■ **Instruction**
Write out again only the lines running from the one that contains "mark: the pnc" to the end of the records below, including both the first and the last.

:: Supplied records

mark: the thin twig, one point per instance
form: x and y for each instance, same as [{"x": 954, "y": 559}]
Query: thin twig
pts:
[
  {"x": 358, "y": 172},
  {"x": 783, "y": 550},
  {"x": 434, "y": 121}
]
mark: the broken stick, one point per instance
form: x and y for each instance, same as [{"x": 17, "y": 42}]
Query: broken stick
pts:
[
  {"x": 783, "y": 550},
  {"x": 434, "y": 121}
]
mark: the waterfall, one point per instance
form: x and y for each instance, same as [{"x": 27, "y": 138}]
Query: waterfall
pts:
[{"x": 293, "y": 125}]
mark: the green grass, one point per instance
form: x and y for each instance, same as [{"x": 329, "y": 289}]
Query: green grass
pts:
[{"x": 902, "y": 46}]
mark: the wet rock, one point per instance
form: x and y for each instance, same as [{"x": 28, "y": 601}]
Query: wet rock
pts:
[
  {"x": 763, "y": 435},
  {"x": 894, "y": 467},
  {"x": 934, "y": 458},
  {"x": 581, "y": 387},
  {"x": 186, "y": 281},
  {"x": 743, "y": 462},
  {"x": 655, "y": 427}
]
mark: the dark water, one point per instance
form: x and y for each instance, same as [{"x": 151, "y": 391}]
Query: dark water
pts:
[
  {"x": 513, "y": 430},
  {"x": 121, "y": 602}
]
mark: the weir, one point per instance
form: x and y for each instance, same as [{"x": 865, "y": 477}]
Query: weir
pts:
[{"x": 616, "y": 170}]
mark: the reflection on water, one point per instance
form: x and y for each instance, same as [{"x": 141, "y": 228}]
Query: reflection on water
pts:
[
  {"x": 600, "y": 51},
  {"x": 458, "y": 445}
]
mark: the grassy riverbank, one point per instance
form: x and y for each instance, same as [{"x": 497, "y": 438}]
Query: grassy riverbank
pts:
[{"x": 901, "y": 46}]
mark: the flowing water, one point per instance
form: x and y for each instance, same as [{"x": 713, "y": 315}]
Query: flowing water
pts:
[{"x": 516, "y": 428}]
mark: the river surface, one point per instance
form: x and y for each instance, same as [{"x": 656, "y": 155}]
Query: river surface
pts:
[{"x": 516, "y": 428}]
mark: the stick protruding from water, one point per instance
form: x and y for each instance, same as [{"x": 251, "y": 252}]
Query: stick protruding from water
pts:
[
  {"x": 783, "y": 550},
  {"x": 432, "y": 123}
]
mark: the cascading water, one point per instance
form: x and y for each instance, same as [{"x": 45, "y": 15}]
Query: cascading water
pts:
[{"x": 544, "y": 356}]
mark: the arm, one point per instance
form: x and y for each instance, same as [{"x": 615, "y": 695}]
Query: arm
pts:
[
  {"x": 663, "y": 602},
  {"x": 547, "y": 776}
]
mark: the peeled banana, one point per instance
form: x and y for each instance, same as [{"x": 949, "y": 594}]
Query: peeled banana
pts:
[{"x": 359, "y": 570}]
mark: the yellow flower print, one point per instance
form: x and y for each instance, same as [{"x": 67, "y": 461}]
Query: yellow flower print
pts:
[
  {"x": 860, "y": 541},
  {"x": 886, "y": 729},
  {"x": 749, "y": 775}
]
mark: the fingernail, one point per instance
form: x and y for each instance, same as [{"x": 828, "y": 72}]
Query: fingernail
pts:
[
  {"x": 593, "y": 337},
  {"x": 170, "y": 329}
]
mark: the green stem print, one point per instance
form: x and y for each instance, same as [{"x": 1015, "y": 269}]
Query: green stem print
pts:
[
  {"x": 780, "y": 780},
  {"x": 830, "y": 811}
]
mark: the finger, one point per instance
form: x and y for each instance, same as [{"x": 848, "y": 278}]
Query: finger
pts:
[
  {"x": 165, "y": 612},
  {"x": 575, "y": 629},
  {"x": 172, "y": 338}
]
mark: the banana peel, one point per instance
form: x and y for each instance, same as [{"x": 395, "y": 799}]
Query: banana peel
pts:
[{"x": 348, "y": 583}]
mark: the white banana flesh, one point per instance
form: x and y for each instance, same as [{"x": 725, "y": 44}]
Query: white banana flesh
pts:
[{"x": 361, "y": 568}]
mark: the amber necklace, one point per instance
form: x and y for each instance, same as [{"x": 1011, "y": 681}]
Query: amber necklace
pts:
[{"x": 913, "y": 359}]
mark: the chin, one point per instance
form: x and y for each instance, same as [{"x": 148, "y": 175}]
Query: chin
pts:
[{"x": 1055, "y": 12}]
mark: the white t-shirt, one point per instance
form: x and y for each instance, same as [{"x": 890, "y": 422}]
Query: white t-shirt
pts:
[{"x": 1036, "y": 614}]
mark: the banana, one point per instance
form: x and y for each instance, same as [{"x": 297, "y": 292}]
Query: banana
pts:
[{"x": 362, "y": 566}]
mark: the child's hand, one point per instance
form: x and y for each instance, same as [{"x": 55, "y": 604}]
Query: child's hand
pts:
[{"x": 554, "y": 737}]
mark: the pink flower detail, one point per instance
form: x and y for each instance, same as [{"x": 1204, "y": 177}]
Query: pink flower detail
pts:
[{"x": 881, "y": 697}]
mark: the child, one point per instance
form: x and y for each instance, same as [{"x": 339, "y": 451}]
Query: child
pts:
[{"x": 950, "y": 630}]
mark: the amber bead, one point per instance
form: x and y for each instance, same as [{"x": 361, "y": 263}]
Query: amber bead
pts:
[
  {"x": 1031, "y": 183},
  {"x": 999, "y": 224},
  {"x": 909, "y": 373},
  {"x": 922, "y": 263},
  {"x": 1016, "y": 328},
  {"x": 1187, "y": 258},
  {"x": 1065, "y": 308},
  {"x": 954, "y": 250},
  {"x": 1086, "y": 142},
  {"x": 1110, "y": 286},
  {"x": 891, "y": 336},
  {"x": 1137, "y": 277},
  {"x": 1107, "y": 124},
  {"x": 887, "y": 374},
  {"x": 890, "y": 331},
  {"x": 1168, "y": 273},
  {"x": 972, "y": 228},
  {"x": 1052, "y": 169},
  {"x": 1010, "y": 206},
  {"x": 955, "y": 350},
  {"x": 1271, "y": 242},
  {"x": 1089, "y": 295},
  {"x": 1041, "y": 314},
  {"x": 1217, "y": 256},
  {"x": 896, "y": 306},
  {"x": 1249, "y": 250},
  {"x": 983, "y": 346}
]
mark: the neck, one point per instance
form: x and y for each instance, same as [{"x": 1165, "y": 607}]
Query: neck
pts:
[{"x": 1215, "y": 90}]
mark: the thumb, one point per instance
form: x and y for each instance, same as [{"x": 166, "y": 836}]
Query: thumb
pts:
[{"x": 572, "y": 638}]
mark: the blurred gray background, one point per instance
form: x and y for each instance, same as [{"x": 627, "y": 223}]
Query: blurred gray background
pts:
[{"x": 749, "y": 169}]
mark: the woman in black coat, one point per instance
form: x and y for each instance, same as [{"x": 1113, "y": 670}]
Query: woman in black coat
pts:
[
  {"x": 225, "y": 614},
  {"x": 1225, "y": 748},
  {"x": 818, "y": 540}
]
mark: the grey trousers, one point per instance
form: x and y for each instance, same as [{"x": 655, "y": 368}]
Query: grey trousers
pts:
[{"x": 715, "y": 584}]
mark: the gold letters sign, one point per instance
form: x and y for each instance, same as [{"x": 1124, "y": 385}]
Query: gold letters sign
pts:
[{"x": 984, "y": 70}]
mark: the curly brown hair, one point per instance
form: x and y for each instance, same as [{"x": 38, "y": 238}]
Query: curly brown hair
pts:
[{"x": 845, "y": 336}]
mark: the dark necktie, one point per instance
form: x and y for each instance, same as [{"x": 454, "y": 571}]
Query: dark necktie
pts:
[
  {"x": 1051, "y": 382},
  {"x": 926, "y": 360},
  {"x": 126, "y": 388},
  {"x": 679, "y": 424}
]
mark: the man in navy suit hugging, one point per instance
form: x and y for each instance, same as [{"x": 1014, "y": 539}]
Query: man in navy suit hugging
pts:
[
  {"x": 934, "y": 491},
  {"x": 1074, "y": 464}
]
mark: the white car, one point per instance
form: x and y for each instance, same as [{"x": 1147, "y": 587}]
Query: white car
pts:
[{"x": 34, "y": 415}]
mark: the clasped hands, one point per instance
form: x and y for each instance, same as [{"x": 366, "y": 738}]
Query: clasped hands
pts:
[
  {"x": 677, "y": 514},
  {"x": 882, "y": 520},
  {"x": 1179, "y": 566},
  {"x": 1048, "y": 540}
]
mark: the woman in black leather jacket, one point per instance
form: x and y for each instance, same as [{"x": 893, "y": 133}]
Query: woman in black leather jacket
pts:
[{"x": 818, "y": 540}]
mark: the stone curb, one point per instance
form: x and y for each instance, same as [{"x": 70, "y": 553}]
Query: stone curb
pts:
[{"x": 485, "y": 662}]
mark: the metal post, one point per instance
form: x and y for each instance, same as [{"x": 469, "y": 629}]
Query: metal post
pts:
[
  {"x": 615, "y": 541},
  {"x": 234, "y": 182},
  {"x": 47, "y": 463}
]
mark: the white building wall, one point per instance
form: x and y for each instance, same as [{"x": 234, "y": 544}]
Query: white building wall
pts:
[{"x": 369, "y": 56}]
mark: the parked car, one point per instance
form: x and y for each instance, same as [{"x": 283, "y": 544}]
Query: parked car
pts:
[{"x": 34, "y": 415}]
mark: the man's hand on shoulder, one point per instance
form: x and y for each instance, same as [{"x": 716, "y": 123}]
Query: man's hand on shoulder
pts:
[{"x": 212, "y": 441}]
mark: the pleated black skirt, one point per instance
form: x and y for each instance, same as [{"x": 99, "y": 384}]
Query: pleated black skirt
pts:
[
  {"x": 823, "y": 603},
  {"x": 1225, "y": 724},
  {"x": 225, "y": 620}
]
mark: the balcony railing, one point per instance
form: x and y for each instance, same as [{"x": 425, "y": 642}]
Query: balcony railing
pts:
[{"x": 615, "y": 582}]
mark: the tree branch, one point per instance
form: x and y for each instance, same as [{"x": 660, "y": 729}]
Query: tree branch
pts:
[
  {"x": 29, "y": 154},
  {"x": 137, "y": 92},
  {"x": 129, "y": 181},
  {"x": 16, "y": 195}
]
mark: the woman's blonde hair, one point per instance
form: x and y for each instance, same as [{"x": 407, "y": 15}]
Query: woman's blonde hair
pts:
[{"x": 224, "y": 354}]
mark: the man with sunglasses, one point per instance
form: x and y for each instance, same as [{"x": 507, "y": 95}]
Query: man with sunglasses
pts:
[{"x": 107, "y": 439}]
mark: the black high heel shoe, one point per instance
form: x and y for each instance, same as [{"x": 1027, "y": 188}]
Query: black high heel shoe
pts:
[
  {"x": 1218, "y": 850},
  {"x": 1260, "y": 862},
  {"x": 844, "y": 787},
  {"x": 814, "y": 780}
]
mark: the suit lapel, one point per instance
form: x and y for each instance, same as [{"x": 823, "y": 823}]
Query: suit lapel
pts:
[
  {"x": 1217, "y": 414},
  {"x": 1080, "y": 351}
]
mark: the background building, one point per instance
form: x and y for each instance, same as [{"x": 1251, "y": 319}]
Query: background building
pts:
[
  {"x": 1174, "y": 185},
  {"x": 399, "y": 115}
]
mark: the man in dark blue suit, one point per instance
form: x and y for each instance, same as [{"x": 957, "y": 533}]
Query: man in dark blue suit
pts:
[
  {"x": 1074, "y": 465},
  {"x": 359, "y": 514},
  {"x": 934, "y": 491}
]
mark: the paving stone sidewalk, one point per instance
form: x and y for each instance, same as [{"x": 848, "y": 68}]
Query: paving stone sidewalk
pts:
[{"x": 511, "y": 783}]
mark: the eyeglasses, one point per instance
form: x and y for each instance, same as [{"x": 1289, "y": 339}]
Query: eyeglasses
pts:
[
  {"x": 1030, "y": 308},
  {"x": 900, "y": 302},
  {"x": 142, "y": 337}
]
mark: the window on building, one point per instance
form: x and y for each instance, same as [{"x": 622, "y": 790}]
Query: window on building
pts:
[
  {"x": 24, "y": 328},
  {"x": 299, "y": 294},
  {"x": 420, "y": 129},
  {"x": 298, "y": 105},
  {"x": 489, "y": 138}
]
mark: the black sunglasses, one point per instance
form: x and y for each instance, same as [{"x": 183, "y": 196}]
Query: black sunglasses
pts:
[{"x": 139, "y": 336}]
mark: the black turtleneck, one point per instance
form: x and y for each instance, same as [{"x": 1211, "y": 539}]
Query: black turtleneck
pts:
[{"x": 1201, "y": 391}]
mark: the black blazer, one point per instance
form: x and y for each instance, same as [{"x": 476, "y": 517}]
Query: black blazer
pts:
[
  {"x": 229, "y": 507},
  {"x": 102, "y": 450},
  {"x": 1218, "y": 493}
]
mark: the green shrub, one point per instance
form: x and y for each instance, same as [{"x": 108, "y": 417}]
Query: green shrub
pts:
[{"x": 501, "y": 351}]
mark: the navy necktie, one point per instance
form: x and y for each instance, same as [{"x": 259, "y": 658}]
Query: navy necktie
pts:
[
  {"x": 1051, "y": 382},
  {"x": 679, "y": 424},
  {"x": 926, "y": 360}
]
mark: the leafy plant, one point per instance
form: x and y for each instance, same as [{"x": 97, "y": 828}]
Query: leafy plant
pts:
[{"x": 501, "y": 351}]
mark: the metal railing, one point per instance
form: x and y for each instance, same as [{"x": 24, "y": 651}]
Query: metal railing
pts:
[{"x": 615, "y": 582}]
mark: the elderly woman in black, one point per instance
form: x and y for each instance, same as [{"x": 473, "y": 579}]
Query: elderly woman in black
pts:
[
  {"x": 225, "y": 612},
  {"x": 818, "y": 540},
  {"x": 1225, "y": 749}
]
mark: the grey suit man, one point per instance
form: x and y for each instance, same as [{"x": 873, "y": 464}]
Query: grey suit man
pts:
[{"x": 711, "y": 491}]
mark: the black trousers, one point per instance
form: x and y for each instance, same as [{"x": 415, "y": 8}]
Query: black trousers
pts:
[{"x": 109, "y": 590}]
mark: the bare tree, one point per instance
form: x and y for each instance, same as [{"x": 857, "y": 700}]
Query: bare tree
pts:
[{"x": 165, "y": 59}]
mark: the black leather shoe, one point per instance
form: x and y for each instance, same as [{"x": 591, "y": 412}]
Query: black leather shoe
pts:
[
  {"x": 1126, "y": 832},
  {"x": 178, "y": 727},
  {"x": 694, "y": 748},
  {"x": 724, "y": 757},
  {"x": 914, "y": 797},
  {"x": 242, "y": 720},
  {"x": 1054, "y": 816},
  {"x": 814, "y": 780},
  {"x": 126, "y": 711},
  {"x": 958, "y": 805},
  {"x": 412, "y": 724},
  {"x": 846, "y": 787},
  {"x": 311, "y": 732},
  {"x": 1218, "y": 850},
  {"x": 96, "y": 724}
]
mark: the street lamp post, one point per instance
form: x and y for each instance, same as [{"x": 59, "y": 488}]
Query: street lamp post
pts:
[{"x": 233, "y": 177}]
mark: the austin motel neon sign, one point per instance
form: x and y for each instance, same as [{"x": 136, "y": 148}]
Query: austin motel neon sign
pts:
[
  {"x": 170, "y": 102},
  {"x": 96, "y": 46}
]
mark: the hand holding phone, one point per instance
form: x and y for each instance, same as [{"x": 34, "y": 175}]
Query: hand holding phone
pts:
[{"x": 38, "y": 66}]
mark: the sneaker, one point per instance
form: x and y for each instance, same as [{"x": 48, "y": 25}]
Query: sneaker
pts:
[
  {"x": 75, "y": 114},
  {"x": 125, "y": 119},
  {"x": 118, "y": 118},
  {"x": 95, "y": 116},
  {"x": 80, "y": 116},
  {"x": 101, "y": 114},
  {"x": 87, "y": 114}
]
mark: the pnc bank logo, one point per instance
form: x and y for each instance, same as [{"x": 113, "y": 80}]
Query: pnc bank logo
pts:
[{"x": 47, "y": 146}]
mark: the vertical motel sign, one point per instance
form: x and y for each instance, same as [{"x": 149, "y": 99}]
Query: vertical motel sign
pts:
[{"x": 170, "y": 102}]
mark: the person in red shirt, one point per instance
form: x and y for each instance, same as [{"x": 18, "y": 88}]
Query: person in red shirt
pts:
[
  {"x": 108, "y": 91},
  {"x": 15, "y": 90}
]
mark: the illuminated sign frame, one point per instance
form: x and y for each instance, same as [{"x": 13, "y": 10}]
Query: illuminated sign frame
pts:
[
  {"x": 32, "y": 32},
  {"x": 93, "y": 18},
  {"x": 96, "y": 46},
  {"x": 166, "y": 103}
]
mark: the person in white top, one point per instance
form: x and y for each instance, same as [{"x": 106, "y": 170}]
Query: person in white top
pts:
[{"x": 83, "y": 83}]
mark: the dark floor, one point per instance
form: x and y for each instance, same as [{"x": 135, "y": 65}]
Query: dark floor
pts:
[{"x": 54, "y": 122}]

::::

■ **Output below**
mark: the pnc bank logo, one point per instance
form: x and y for each instance, same as [{"x": 113, "y": 80}]
Query: pnc bank logo
pts:
[{"x": 47, "y": 146}]
mark: the vertical motel sign, one point per instance
form: x and y for each instance, same as [{"x": 149, "y": 99}]
Query: vertical motel sign
pts:
[{"x": 170, "y": 102}]
mark: the person in red shirt, one point per instance
form: x and y for each instance, same as [{"x": 18, "y": 88}]
Query: person in red shirt
pts:
[
  {"x": 108, "y": 91},
  {"x": 15, "y": 90}
]
mark: the illuminated sign frame, one point per instance
form: x and y for each instance, same as [{"x": 13, "y": 10}]
Query: illuminated sign frame
pts:
[
  {"x": 32, "y": 32},
  {"x": 93, "y": 18},
  {"x": 96, "y": 46},
  {"x": 166, "y": 103}
]
mark: the person in white top, one point per instance
form: x and y for each instance, same as [{"x": 106, "y": 170}]
Query: person in white top
pts:
[{"x": 83, "y": 83}]
mark: the dark floor, one point per instance
form: x and y for each instance, same as [{"x": 135, "y": 65}]
Query: dark floor
pts:
[{"x": 54, "y": 122}]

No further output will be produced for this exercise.